Goal:
Please reproduce each of the rows below line for line, without changing anything.

Dataset extract:
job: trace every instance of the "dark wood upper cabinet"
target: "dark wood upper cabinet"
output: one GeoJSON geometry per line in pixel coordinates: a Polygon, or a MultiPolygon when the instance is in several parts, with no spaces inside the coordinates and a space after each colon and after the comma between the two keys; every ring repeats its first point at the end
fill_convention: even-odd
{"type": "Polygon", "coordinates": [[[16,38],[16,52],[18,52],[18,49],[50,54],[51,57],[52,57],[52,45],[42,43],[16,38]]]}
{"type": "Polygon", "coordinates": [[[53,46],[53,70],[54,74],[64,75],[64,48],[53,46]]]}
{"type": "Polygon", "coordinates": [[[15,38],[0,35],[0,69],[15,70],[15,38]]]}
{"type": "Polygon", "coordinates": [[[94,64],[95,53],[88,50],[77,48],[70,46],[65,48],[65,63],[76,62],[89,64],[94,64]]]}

Full solution:
job: trace every instance of the "dark wood upper cabinet"
target: "dark wood upper cabinet"
output: one GeoJSON geometry per line in pixel coordinates: a Polygon, or a MultiPolygon when the instance is in several parts, with no spaces inside the coordinates and a space after each colon and after the comma between the two keys; every ring repeats its first point at the end
fill_convention: even-odd
{"type": "Polygon", "coordinates": [[[16,38],[16,52],[18,52],[18,49],[50,54],[51,57],[52,57],[52,45],[42,43],[16,38]]]}
{"type": "Polygon", "coordinates": [[[53,46],[53,70],[54,74],[64,75],[64,48],[53,46]]]}
{"type": "Polygon", "coordinates": [[[15,38],[0,35],[0,69],[15,70],[15,38]]]}
{"type": "Polygon", "coordinates": [[[94,64],[95,53],[88,50],[77,48],[70,46],[65,48],[65,63],[76,62],[89,64],[94,64]]]}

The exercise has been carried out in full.